Transcribe every record verbatim; no pictures.

[Dataset entries]
[Start of section]
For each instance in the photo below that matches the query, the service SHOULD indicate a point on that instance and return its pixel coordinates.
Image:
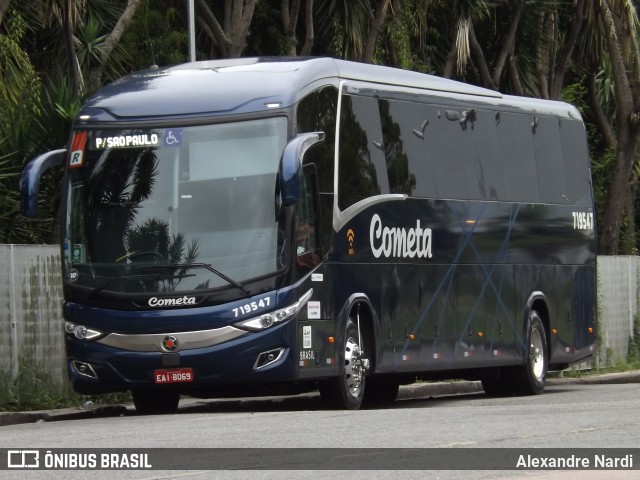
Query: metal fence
(31, 315)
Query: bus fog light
(81, 332)
(84, 368)
(266, 321)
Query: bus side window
(307, 241)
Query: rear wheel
(530, 378)
(149, 402)
(346, 391)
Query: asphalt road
(455, 418)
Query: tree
(229, 37)
(290, 10)
(619, 22)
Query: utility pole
(192, 32)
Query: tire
(150, 402)
(530, 378)
(346, 391)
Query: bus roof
(242, 85)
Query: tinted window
(576, 158)
(361, 158)
(517, 158)
(548, 151)
(317, 113)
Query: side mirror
(30, 179)
(291, 165)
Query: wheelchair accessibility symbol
(173, 137)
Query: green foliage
(157, 35)
(34, 389)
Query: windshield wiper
(148, 276)
(206, 266)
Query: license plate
(173, 375)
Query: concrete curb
(407, 392)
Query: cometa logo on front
(399, 242)
(171, 302)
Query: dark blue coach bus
(251, 226)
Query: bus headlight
(81, 332)
(267, 320)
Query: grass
(34, 389)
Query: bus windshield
(174, 209)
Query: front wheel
(530, 378)
(346, 391)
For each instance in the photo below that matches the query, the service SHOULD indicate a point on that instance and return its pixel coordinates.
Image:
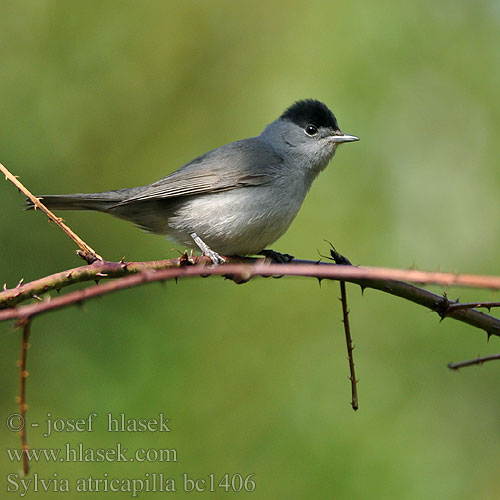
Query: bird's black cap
(310, 112)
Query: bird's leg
(214, 256)
(276, 257)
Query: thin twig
(245, 271)
(350, 347)
(86, 252)
(455, 306)
(26, 324)
(477, 361)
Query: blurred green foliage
(103, 95)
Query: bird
(234, 200)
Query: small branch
(456, 306)
(86, 252)
(477, 361)
(26, 324)
(350, 348)
(243, 271)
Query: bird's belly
(238, 222)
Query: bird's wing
(249, 162)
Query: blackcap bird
(236, 199)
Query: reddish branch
(378, 278)
(471, 362)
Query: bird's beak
(343, 138)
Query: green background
(104, 95)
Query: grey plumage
(238, 198)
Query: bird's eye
(311, 130)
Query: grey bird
(236, 199)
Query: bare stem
(350, 348)
(26, 324)
(86, 252)
(471, 362)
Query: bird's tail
(100, 202)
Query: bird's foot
(276, 257)
(338, 258)
(214, 256)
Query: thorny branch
(23, 407)
(350, 347)
(366, 277)
(471, 362)
(86, 252)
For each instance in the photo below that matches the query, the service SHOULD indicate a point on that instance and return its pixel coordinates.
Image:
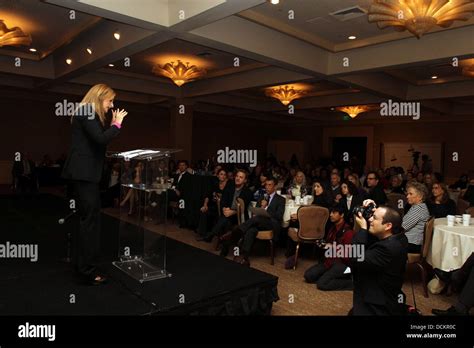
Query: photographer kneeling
(332, 273)
(378, 278)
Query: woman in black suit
(84, 167)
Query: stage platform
(202, 283)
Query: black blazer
(228, 195)
(348, 212)
(89, 140)
(378, 279)
(276, 209)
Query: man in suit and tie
(228, 218)
(378, 276)
(274, 205)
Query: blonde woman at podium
(90, 135)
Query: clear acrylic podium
(144, 185)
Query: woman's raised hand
(118, 115)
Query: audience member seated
(331, 274)
(376, 192)
(298, 187)
(349, 201)
(428, 181)
(320, 198)
(461, 184)
(260, 189)
(396, 185)
(354, 178)
(465, 300)
(228, 218)
(468, 194)
(209, 212)
(335, 189)
(416, 217)
(440, 205)
(254, 178)
(274, 205)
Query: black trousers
(222, 225)
(414, 248)
(206, 220)
(332, 278)
(466, 298)
(250, 229)
(86, 242)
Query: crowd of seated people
(338, 188)
(328, 184)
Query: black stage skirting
(211, 285)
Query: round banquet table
(451, 245)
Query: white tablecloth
(454, 195)
(451, 246)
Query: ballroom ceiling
(270, 49)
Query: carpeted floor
(296, 296)
(201, 283)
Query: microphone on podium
(64, 219)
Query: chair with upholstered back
(312, 221)
(470, 211)
(461, 206)
(420, 259)
(397, 201)
(261, 235)
(218, 202)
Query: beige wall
(28, 125)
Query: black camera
(366, 212)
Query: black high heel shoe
(97, 280)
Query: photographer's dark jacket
(341, 236)
(86, 155)
(378, 279)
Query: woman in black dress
(439, 204)
(84, 166)
(209, 209)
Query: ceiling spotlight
(419, 17)
(285, 94)
(354, 110)
(13, 36)
(179, 72)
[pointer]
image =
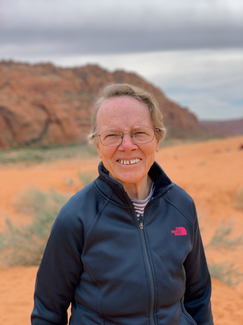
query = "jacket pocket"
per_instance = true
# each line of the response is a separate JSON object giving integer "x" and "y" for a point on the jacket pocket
{"x": 188, "y": 317}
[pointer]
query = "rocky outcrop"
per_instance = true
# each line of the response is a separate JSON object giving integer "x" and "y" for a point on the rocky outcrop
{"x": 43, "y": 104}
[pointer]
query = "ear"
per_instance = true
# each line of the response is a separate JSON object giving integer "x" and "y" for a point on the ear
{"x": 157, "y": 146}
{"x": 98, "y": 149}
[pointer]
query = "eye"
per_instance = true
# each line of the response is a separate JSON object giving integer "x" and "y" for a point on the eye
{"x": 110, "y": 135}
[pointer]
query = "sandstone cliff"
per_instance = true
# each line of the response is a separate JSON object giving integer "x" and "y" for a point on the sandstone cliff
{"x": 43, "y": 104}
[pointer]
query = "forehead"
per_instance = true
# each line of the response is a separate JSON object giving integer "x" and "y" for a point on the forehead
{"x": 122, "y": 113}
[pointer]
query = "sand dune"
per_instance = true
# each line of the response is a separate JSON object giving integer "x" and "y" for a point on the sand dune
{"x": 210, "y": 171}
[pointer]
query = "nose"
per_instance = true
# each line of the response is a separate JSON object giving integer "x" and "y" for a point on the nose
{"x": 127, "y": 144}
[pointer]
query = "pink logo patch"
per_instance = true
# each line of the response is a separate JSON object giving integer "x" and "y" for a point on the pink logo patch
{"x": 180, "y": 231}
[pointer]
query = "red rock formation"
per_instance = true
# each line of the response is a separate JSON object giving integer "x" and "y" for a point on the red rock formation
{"x": 43, "y": 104}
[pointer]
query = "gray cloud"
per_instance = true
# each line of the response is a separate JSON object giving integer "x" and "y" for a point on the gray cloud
{"x": 81, "y": 27}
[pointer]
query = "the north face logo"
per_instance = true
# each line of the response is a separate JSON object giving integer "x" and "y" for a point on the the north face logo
{"x": 180, "y": 231}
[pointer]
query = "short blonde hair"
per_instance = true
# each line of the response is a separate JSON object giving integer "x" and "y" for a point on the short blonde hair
{"x": 119, "y": 90}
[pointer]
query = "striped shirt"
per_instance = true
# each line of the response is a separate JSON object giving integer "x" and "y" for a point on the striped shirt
{"x": 139, "y": 205}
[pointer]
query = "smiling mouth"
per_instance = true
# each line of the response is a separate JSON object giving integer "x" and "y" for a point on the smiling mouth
{"x": 129, "y": 162}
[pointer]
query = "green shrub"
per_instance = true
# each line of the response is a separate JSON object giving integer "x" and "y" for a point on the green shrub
{"x": 24, "y": 245}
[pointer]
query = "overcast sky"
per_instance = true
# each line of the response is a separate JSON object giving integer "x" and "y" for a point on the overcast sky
{"x": 191, "y": 49}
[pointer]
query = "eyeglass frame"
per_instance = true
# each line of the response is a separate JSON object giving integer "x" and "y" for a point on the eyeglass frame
{"x": 130, "y": 133}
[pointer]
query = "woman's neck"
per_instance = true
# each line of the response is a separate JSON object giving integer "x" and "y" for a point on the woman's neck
{"x": 138, "y": 191}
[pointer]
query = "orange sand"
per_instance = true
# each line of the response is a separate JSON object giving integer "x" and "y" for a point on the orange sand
[End of section]
### [Solved problem]
For each instance in the photo below that matches the query, the service SHOULD indicate a point on that instance and return its pixel coordinates.
Image:
Query: metal fence
(31, 315)
Query: bus fog light
(81, 332)
(84, 368)
(266, 321)
Query: bus side window
(307, 241)
Query: rear wheel
(530, 378)
(149, 402)
(346, 391)
Query: asphalt road
(455, 418)
Query: tree
(229, 37)
(290, 10)
(619, 22)
Query: utility pole
(192, 32)
Query: tire
(150, 402)
(530, 378)
(346, 391)
Query: bus roof
(242, 85)
Query: tinted window
(576, 158)
(361, 158)
(517, 158)
(548, 151)
(317, 113)
Query: side mirror
(30, 179)
(291, 165)
Query: wheelchair accessibility symbol
(173, 137)
Query: green foliage
(157, 35)
(34, 389)
Query: windshield wiper
(148, 276)
(206, 266)
Query: license plate
(173, 375)
Query: concrete curb
(407, 392)
Query: cometa logo on front
(399, 242)
(171, 302)
Query: dark blue coach bus
(251, 226)
Query: bus headlight
(81, 332)
(267, 320)
Query: grass
(34, 389)
Query: bus windshield
(174, 209)
Query: front wheel
(530, 378)
(346, 391)
For each instance in the photo below that matches the query, the service SHOULD indicate a point on that instance and return its pixel coordinates.
Image:
Query: bird's black cap
(310, 112)
Query: bird's leg
(214, 256)
(276, 257)
Query: thin twig
(245, 271)
(350, 347)
(86, 252)
(455, 306)
(26, 324)
(477, 361)
Query: blurred green foliage
(103, 95)
Query: bird
(234, 200)
Query: small branch
(456, 306)
(86, 252)
(477, 361)
(26, 324)
(350, 348)
(243, 271)
Query: bird's belly
(238, 222)
Query: bird's wing
(249, 162)
Query: blackcap bird
(236, 199)
Query: reddish branch
(378, 278)
(471, 362)
Query: bird's beak
(343, 138)
Query: green background
(104, 95)
Query: grey plumage
(238, 198)
Query: bird's eye
(311, 130)
Query: grey bird
(236, 199)
Query: bare stem
(350, 348)
(26, 324)
(86, 252)
(471, 362)
Query: bird's tail
(100, 202)
Query: bird's foot
(276, 257)
(338, 258)
(214, 256)
Query: thorny branch
(23, 407)
(350, 347)
(366, 277)
(471, 362)
(86, 252)
For each instance in the photo below that matches the query, the service SHOULD indicate a point on that instance and return its pixel coordinates.
Image:
Query: photographer kneeling
(332, 273)
(378, 278)
Query: woman in black suit
(84, 167)
Query: stage platform
(202, 283)
Query: black blazer
(228, 195)
(348, 212)
(89, 140)
(378, 279)
(276, 209)
Query: man in suit and tie
(228, 218)
(378, 276)
(274, 205)
Query: blonde woman at podium
(90, 135)
Query: clear acrylic podium
(144, 185)
Query: woman's raised hand
(118, 115)
Query: audience member seated
(331, 274)
(376, 192)
(298, 187)
(349, 201)
(428, 181)
(320, 198)
(461, 184)
(260, 189)
(396, 185)
(354, 178)
(465, 300)
(228, 218)
(468, 194)
(209, 212)
(335, 189)
(416, 217)
(440, 205)
(254, 178)
(274, 205)
Query: black trousers
(222, 225)
(414, 248)
(206, 220)
(332, 278)
(466, 298)
(250, 229)
(86, 242)
Query: crowd of seated people
(338, 188)
(328, 184)
Query: black stage skirting
(211, 285)
Query: round banquet table
(451, 245)
Query: white tablecloth
(454, 195)
(451, 246)
Query: ballroom ceiling
(270, 49)
Query: carpeted floor
(296, 296)
(201, 283)
Query: microphone on podium
(64, 219)
Query: chair with upholstered back
(312, 221)
(470, 211)
(461, 206)
(420, 259)
(397, 201)
(261, 235)
(218, 202)
Query: beige wall
(28, 125)
Query: black camera
(366, 212)
Query: black high heel shoe
(97, 280)
Query: photographer's dark jacket
(341, 236)
(86, 155)
(378, 279)
Query: woman in black dress
(439, 204)
(84, 166)
(209, 209)
Query: ceiling spotlight
(419, 17)
(285, 94)
(354, 110)
(13, 36)
(179, 72)
[pointer]
image =
query = "jacket pocket"
per_instance = true
# each line of the response is a separate JSON object giving integer "x" and "y" for a point on the jacket pocket
{"x": 188, "y": 317}
[pointer]
query = "rocky outcrop"
per_instance = true
# each line of the response is a separate JSON object giving integer "x" and "y" for a point on the rocky outcrop
{"x": 43, "y": 104}
[pointer]
query = "ear"
per_instance = true
# each line of the response is a separate JSON object giving integer "x" and "y" for a point on the ear
{"x": 157, "y": 146}
{"x": 98, "y": 149}
[pointer]
query = "eye"
per_instance = true
# each line of the response is a separate JSON object giving integer "x" and "y" for a point on the eye
{"x": 110, "y": 135}
[pointer]
query = "sandstone cliff"
per_instance = true
# each line of the response is a separate JSON object giving integer "x" and "y" for a point on the sandstone cliff
{"x": 43, "y": 104}
[pointer]
query = "forehead"
per_instance = true
# each line of the response is a separate JSON object giving integer "x" and "y" for a point on the forehead
{"x": 122, "y": 113}
[pointer]
query = "sand dune"
per_instance = true
# each line of the response is a separate JSON object giving integer "x" and "y" for a point on the sand dune
{"x": 210, "y": 171}
[pointer]
query = "nose"
per_instance = true
# each line of the response is a separate JSON object giving integer "x" and "y" for a point on the nose
{"x": 127, "y": 144}
[pointer]
query = "pink logo patch"
per_instance = true
# each line of the response is a separate JSON object giving integer "x" and "y" for a point on the pink logo patch
{"x": 180, "y": 231}
[pointer]
query = "red rock formation"
per_instance = true
# each line of the response is a separate JSON object giving integer "x" and "y" for a point on the red rock formation
{"x": 43, "y": 104}
[pointer]
query = "gray cloud"
per_instance = true
# each line of the response is a separate JSON object giving integer "x" and "y" for a point on the gray cloud
{"x": 81, "y": 27}
[pointer]
query = "the north face logo"
per_instance = true
# each line of the response is a separate JSON object giving integer "x" and "y" for a point on the the north face logo
{"x": 180, "y": 231}
[pointer]
query = "short blonde hair"
per_instance = true
# each line of the response is a separate JSON object giving integer "x" and "y" for a point on the short blonde hair
{"x": 119, "y": 90}
[pointer]
query = "striped shirt"
per_instance = true
# each line of the response is a separate JSON object giving integer "x" and "y" for a point on the striped shirt
{"x": 139, "y": 205}
[pointer]
query = "smiling mouth"
per_instance = true
# each line of the response is a separate JSON object giving integer "x" and "y" for a point on the smiling mouth
{"x": 129, "y": 162}
[pointer]
query = "green shrub"
per_instance = true
# each line of the response is a separate JSON object giving integer "x" and "y" for a point on the green shrub
{"x": 24, "y": 245}
[pointer]
query = "overcast sky"
per_instance = true
# each line of the response is a separate JSON object giving integer "x" and "y" for a point on the overcast sky
{"x": 191, "y": 49}
[pointer]
query = "eyeglass frame"
per_instance = true
# each line of the response is a separate JSON object giving integer "x" and "y" for a point on the eyeglass frame
{"x": 130, "y": 133}
[pointer]
query = "woman's neck"
per_instance = true
# each line of the response is a separate JSON object giving integer "x" and "y" for a point on the woman's neck
{"x": 138, "y": 191}
[pointer]
query = "orange sand"
per_instance = true
# each line of the response is a separate JSON object giving integer "x" and "y" for a point on the orange sand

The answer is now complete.